*** Opening Source text ***

The control of exports of dual-use items aims at a non-proliferation policy to prevent the spread of weapons of mass destruction (WMDs). Non-proliferation policy is implemented through international agreements and multilateral export control cooperation.
In Finland the licensing authority of dual-use items is the Ministry for Foreign Affairs. The Ministry of Defence is the licensing authority of defence materiel exports, and the National Police Board is the licensing authority of exports of firearms and cartridges for civilian use.
Export control covers the export of dual-use items and dual-use technology, which are controlled by law. Terrorism and the threat of the spread of WMDs have increased not only arms control but also the need to control the export of dual-use items.
Export control seeks to promote responsible export of Finnish technology and to prevent the use of Finnish technology for the development of WMDs, for undesirable military ends, for uses against the interests of Finland, or for purposes that violate human rights.
Thanks to export control, Finnish companies can use controlled products and technology manufactured elsewhere.

*** Closing Source text ***

## Tasks for this exercise:
**a.** In the passage on Finnish export control, which body licenses exports of firearms and cartridges for civilian use?
**b.** Resume the passage on Finnish export control after its final sentence.
The entries that come next have nothing to do with the passage on Finnish export control.

*** Opening Excerpted data ***

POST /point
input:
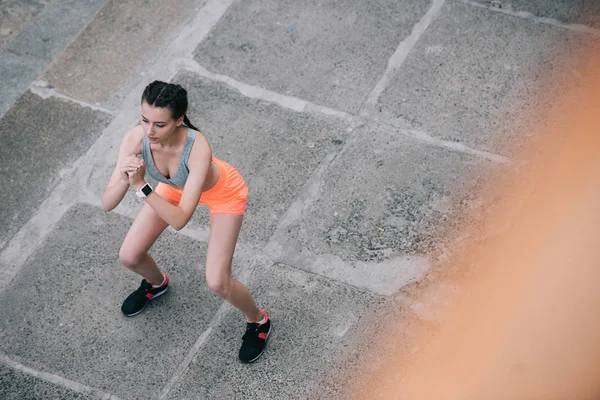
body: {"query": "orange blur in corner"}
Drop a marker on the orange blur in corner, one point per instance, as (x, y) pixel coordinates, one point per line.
(527, 324)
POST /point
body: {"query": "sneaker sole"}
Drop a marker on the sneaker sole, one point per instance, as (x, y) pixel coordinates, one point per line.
(153, 297)
(260, 354)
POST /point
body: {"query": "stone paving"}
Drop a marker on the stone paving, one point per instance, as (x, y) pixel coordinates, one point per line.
(363, 128)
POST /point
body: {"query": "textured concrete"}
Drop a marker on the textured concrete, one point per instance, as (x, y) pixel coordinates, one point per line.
(31, 46)
(474, 75)
(39, 138)
(376, 235)
(584, 12)
(17, 73)
(15, 385)
(54, 28)
(329, 52)
(306, 340)
(14, 16)
(345, 210)
(117, 46)
(62, 312)
(401, 194)
(275, 150)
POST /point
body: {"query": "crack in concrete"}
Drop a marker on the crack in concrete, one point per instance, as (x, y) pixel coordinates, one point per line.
(256, 92)
(580, 28)
(400, 55)
(57, 380)
(41, 89)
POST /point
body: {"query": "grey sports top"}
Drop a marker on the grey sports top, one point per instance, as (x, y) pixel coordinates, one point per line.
(181, 175)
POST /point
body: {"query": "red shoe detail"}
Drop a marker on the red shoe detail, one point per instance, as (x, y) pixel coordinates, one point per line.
(265, 314)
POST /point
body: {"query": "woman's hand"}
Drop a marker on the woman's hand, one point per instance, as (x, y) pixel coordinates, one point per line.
(129, 165)
(136, 177)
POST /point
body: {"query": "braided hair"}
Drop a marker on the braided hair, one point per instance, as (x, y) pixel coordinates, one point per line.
(173, 96)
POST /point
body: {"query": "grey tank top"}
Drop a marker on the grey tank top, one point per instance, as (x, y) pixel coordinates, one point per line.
(181, 175)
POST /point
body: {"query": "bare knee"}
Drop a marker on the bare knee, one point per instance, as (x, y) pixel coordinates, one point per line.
(129, 258)
(219, 284)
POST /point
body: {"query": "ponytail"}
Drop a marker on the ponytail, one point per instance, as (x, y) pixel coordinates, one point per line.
(187, 123)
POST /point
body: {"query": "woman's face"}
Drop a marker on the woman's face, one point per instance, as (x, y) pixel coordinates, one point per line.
(158, 122)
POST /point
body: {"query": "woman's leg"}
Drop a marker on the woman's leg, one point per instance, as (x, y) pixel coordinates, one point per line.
(144, 231)
(224, 231)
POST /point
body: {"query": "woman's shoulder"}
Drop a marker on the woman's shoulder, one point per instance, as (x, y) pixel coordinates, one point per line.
(200, 148)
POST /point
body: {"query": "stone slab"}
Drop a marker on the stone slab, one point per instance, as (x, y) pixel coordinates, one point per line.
(276, 150)
(62, 314)
(476, 77)
(585, 12)
(329, 52)
(117, 45)
(15, 385)
(54, 28)
(314, 319)
(14, 16)
(386, 197)
(16, 72)
(39, 138)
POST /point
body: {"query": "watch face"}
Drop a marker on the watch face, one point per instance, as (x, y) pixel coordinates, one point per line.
(146, 189)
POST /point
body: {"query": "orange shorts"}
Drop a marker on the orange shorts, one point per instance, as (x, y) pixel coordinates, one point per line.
(228, 196)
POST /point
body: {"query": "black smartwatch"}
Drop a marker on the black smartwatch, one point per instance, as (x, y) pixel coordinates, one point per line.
(144, 191)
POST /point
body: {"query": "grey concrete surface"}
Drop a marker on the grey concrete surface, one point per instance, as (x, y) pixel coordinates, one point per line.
(274, 149)
(478, 85)
(15, 385)
(306, 339)
(117, 46)
(14, 16)
(39, 138)
(54, 28)
(363, 128)
(17, 73)
(329, 52)
(36, 31)
(62, 313)
(570, 11)
(402, 192)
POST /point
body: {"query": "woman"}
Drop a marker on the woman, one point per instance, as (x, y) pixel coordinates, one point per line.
(177, 155)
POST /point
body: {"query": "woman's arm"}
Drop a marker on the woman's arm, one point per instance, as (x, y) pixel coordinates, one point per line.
(126, 162)
(198, 164)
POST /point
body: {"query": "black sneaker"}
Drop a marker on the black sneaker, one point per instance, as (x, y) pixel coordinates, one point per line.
(254, 340)
(138, 300)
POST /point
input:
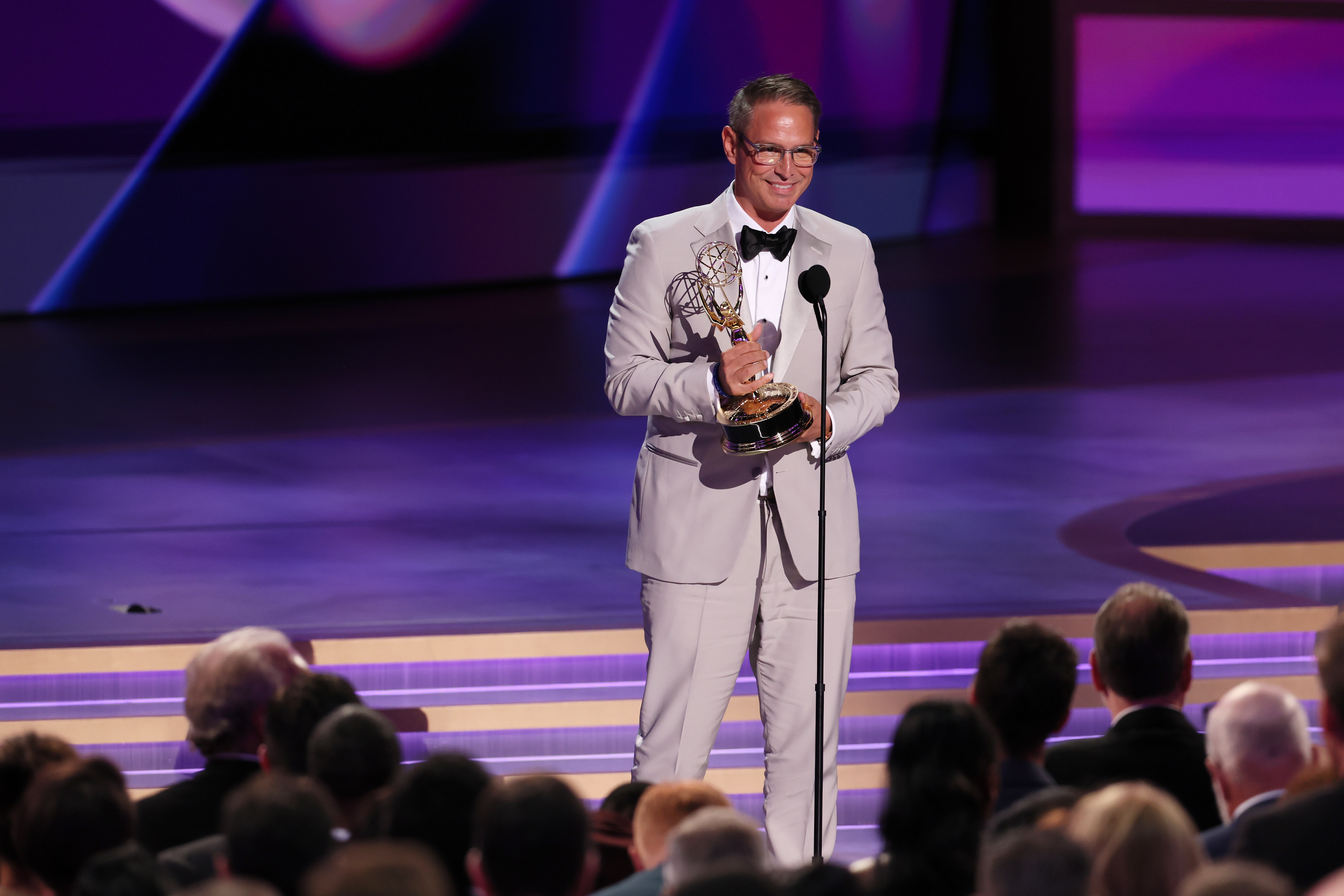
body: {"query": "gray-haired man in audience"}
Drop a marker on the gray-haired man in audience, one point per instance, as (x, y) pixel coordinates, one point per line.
(1257, 742)
(230, 683)
(714, 842)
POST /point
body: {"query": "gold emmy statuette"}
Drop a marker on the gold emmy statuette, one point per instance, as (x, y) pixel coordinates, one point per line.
(771, 417)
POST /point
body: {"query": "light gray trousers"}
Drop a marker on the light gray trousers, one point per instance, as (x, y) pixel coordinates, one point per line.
(698, 636)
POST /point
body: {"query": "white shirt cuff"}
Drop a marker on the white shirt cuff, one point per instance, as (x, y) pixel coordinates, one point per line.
(815, 447)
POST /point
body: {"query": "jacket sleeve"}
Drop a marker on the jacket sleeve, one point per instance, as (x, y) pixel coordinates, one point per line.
(869, 386)
(642, 379)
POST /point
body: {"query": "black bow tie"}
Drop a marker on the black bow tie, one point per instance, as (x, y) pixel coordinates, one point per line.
(778, 244)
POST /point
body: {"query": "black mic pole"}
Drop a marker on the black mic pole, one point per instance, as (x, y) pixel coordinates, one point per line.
(815, 284)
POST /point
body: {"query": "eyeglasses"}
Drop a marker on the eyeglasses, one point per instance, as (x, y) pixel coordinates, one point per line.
(771, 155)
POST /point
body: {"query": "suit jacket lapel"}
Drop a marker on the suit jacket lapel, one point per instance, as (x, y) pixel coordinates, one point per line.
(714, 225)
(798, 314)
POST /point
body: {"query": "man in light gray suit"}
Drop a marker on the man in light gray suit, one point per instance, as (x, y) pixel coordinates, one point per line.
(728, 545)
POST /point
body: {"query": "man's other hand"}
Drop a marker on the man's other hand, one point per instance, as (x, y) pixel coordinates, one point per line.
(741, 363)
(814, 406)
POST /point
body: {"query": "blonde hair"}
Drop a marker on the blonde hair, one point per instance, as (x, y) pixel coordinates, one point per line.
(663, 808)
(1140, 839)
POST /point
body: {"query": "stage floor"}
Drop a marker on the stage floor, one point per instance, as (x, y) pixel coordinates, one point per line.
(446, 530)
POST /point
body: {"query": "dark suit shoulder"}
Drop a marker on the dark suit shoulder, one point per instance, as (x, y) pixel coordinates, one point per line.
(1299, 838)
(1157, 745)
(190, 809)
(646, 883)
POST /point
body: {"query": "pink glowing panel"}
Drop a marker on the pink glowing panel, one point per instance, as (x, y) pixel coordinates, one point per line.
(1210, 116)
(378, 33)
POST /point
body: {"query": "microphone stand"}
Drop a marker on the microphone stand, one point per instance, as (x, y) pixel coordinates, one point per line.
(821, 310)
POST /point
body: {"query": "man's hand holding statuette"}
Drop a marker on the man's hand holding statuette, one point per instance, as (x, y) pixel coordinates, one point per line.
(741, 363)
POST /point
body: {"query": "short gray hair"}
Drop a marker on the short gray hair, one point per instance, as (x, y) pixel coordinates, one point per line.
(233, 678)
(1257, 725)
(714, 842)
(786, 89)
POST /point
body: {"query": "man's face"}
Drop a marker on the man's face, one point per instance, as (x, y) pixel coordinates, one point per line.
(772, 190)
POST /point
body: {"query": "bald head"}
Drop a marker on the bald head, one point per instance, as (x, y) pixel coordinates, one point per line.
(1257, 739)
(714, 842)
(663, 808)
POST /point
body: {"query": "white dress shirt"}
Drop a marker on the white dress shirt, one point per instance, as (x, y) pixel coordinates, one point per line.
(764, 284)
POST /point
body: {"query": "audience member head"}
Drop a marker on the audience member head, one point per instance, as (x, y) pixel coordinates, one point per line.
(1142, 648)
(71, 813)
(1237, 879)
(1034, 863)
(624, 799)
(663, 808)
(1140, 840)
(276, 828)
(614, 834)
(1257, 742)
(354, 753)
(734, 885)
(1330, 664)
(1044, 811)
(380, 870)
(126, 871)
(22, 758)
(1026, 686)
(435, 804)
(823, 881)
(296, 713)
(532, 839)
(943, 786)
(230, 887)
(712, 843)
(230, 683)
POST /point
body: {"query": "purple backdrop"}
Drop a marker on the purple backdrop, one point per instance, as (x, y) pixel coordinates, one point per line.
(1210, 116)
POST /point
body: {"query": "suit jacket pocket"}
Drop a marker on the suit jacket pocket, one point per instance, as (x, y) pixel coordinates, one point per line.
(671, 456)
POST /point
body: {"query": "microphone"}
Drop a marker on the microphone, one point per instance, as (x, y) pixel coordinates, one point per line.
(815, 284)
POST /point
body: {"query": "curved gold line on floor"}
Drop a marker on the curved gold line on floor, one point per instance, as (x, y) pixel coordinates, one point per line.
(1252, 557)
(730, 781)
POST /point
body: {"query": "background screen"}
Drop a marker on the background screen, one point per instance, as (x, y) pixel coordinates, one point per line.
(1209, 116)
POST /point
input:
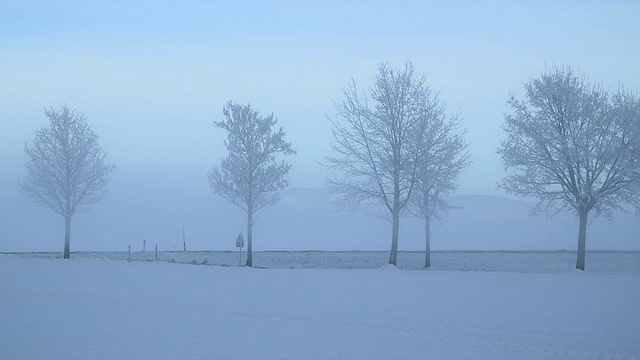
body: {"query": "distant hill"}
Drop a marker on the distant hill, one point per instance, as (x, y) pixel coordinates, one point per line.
(153, 205)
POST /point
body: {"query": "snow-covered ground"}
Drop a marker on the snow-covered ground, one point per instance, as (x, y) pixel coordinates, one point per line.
(88, 308)
(509, 261)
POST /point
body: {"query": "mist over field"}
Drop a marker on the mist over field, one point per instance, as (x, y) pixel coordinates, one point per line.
(136, 210)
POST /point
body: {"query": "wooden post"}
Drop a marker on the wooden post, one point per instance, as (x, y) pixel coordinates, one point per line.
(240, 245)
(184, 240)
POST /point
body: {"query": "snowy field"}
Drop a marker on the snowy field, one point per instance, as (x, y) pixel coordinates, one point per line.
(509, 261)
(95, 307)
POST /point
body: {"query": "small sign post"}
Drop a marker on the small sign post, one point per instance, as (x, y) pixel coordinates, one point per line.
(240, 245)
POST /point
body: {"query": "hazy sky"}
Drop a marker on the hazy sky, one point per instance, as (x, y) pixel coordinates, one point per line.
(153, 76)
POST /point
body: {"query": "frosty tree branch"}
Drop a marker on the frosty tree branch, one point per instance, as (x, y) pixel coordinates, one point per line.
(67, 169)
(377, 146)
(573, 146)
(250, 175)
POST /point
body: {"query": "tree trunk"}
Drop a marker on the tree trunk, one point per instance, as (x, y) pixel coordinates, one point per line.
(394, 239)
(67, 236)
(427, 254)
(582, 239)
(393, 257)
(249, 237)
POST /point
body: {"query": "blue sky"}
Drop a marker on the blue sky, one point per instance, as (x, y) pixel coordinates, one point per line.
(153, 76)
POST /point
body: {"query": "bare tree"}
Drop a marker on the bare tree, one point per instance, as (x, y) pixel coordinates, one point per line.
(573, 146)
(444, 156)
(67, 169)
(377, 146)
(250, 175)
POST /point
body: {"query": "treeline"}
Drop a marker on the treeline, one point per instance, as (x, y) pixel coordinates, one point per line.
(569, 143)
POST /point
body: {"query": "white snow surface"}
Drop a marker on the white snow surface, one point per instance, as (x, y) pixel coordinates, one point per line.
(109, 309)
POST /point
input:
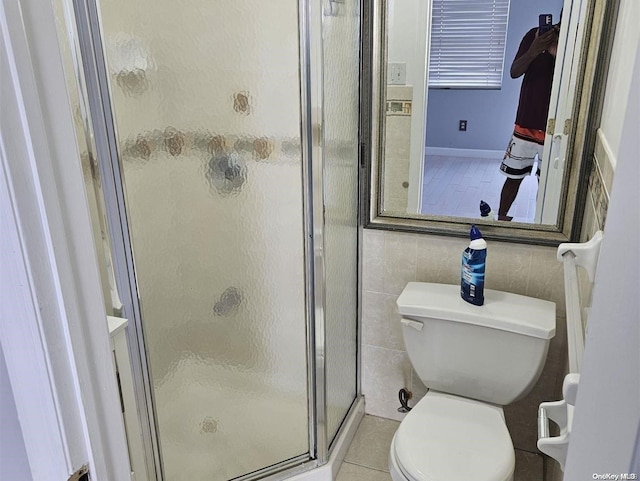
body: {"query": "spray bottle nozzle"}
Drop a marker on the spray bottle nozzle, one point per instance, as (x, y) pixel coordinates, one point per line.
(475, 233)
(485, 209)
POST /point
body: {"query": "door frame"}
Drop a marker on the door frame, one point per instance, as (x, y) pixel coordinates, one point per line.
(53, 332)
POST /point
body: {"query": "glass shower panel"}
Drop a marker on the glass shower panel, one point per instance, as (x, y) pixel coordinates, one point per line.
(206, 97)
(340, 30)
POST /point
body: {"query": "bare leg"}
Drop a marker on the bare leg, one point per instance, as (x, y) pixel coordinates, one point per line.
(508, 195)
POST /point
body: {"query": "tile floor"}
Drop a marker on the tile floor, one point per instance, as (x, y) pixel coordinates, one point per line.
(368, 454)
(455, 185)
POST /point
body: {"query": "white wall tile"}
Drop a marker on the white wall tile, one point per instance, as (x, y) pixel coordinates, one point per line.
(385, 372)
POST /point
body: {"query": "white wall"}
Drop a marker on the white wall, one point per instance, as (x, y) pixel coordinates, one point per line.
(14, 463)
(618, 87)
(607, 416)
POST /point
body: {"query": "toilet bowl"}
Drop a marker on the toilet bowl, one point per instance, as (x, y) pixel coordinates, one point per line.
(474, 360)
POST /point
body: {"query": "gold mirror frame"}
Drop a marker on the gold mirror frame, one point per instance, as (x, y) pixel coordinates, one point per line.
(594, 59)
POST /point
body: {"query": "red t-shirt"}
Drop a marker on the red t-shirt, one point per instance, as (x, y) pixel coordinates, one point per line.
(535, 92)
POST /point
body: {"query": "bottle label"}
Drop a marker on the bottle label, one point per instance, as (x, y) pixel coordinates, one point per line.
(472, 279)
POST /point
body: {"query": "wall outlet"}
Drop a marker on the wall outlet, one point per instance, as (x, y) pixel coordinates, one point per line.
(397, 73)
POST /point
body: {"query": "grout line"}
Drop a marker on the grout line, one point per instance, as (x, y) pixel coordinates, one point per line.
(366, 467)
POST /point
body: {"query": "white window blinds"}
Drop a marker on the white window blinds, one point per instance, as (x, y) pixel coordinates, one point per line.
(467, 43)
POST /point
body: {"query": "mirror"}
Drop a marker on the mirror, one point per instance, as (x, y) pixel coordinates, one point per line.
(437, 152)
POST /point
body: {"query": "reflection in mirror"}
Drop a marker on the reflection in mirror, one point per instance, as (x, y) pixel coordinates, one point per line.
(442, 147)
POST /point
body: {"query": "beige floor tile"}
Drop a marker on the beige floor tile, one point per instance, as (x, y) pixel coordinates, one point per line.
(371, 444)
(353, 472)
(529, 466)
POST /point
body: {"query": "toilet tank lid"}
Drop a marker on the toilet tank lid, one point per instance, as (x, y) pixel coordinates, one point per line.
(501, 310)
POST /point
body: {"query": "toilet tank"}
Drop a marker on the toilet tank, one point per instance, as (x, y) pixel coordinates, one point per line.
(493, 353)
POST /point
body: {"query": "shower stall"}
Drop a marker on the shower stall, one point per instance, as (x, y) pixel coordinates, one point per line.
(222, 146)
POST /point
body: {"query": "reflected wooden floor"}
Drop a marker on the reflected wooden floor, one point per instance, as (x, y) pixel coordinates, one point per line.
(454, 186)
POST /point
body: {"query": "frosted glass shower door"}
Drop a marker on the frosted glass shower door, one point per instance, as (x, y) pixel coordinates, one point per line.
(206, 99)
(340, 29)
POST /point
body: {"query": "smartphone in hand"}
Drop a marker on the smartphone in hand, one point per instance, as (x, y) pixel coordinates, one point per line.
(545, 23)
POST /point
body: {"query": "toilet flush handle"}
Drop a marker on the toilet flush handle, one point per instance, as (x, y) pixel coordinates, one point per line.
(417, 325)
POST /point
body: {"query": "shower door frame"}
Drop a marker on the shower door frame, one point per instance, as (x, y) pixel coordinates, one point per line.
(90, 65)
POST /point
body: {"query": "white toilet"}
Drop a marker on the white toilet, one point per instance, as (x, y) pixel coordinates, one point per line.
(474, 360)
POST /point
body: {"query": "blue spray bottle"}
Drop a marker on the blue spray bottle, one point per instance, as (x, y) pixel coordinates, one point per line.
(473, 264)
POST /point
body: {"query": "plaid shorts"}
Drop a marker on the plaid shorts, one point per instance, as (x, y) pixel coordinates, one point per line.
(524, 147)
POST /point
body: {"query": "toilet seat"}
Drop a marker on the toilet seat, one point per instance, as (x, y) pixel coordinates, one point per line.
(451, 438)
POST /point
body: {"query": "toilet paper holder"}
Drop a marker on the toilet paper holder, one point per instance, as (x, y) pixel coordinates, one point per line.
(561, 413)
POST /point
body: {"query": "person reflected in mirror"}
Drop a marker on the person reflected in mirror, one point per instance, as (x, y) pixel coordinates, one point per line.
(536, 59)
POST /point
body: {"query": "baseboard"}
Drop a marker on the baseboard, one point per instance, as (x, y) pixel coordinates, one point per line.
(478, 154)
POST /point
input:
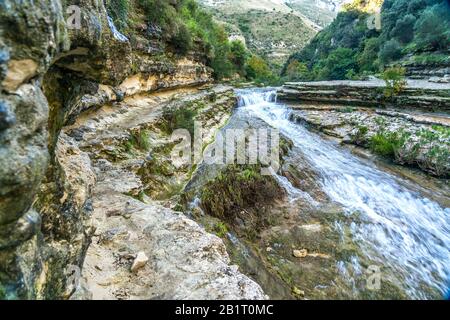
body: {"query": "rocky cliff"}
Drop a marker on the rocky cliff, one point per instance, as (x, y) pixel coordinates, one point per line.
(52, 71)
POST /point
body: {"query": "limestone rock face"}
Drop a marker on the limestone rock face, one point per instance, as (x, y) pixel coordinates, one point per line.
(49, 75)
(421, 94)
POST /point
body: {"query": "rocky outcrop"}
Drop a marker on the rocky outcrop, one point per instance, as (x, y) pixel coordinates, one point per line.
(130, 151)
(420, 140)
(417, 94)
(51, 73)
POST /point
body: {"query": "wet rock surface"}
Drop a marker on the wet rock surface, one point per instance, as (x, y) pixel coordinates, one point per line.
(133, 200)
(50, 75)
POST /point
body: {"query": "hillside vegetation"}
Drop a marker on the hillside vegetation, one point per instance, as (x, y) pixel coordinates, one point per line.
(179, 26)
(413, 32)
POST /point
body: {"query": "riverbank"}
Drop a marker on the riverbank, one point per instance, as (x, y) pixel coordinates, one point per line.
(418, 94)
(415, 134)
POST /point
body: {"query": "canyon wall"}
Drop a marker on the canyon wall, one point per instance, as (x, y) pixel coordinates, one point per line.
(49, 74)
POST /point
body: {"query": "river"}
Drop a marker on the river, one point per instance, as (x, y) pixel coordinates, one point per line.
(401, 230)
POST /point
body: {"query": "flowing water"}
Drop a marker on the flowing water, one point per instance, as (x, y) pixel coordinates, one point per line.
(402, 230)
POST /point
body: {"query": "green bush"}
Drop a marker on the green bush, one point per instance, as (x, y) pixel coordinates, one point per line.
(433, 28)
(408, 27)
(404, 29)
(178, 118)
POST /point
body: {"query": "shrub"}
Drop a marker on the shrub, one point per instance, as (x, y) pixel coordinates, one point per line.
(433, 28)
(391, 51)
(387, 144)
(297, 71)
(258, 70)
(237, 188)
(404, 29)
(338, 64)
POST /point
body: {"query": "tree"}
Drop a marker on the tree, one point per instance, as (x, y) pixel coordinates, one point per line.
(297, 70)
(257, 69)
(391, 51)
(395, 81)
(433, 28)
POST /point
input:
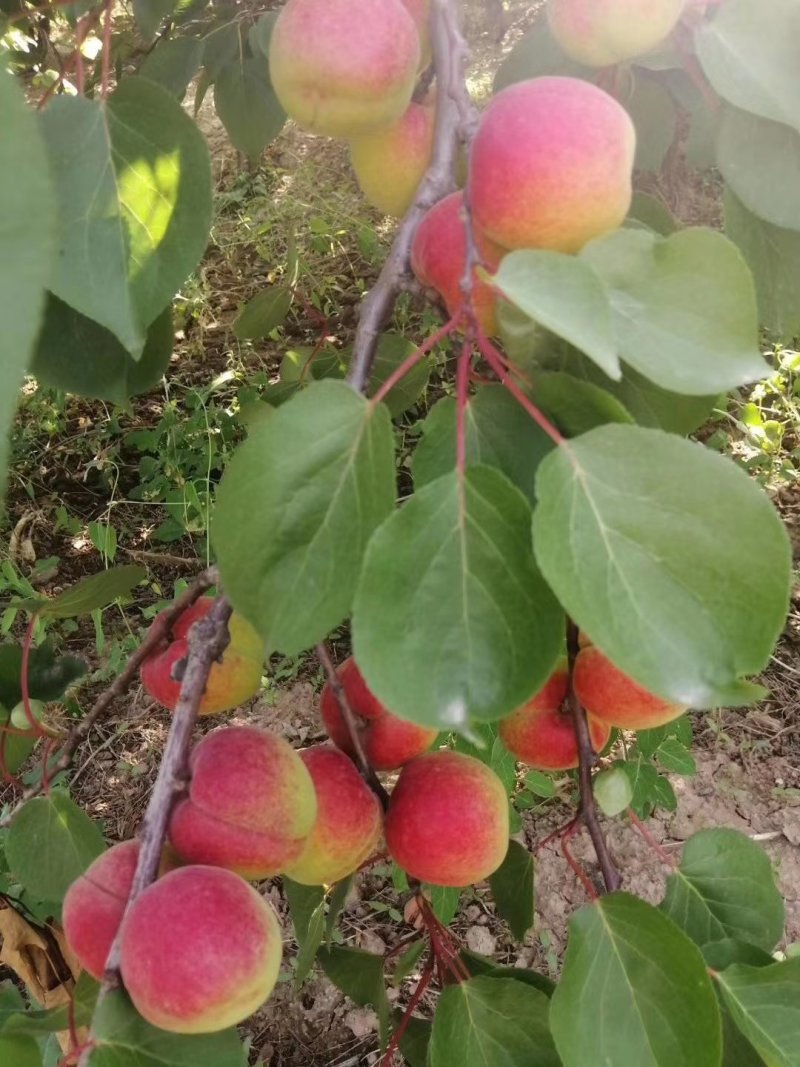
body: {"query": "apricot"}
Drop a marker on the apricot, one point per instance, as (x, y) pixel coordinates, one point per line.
(390, 164)
(541, 732)
(550, 165)
(603, 32)
(201, 951)
(230, 682)
(448, 819)
(95, 903)
(438, 259)
(251, 803)
(349, 819)
(613, 698)
(342, 67)
(388, 742)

*** Closing Excerpted data ***

## Set of answers:
**a.** The National Police Board.

**b.**
Export of dual-use items
In Finnish legislation, dual-use items refer to products, technologies, services or other goods which, besides their normal civilian use, may have military applications or may contribute to the proliferation of WMDs.
They also mean products that may be used to advance the general military capability.
Dual-use items can consist of a range of products, normally high-technology products, such as nuclear substances, special materials and equipment related to them, electronics, certain computer devices, data communications and data protection equipment, and, for example, sensors and lasers.
Export means export of dual-use items under control to outside the EU. Export is subject to an authorisation.
In trade within the EU, an authorisation is required only for very sensitive products, such and nuclear material and equipment.
Transit and brokering are subject to a licence. However, control is limited to apply to only such cases where there is reason to suspect use for WMD purposes.
National licensing authorities
The Ministry for Foreign Affairs is responsible for Finland's security policy positions in the plenaries of the international export control arrangements. The Ministry is also the licensing authority of dual-use items in Finland and responsible for the administration of the EU export control system in Finland.
The Unit for Export Control at the Ministry for Foreign Affairs is the public authority that grants export authorisations and serves companies in all matters related to the export control of dual-use items.
The Ministry's website provides information about export control legislation in force, export licence procedures, and topical issues related to export control. (in Finnish, Swedish and English)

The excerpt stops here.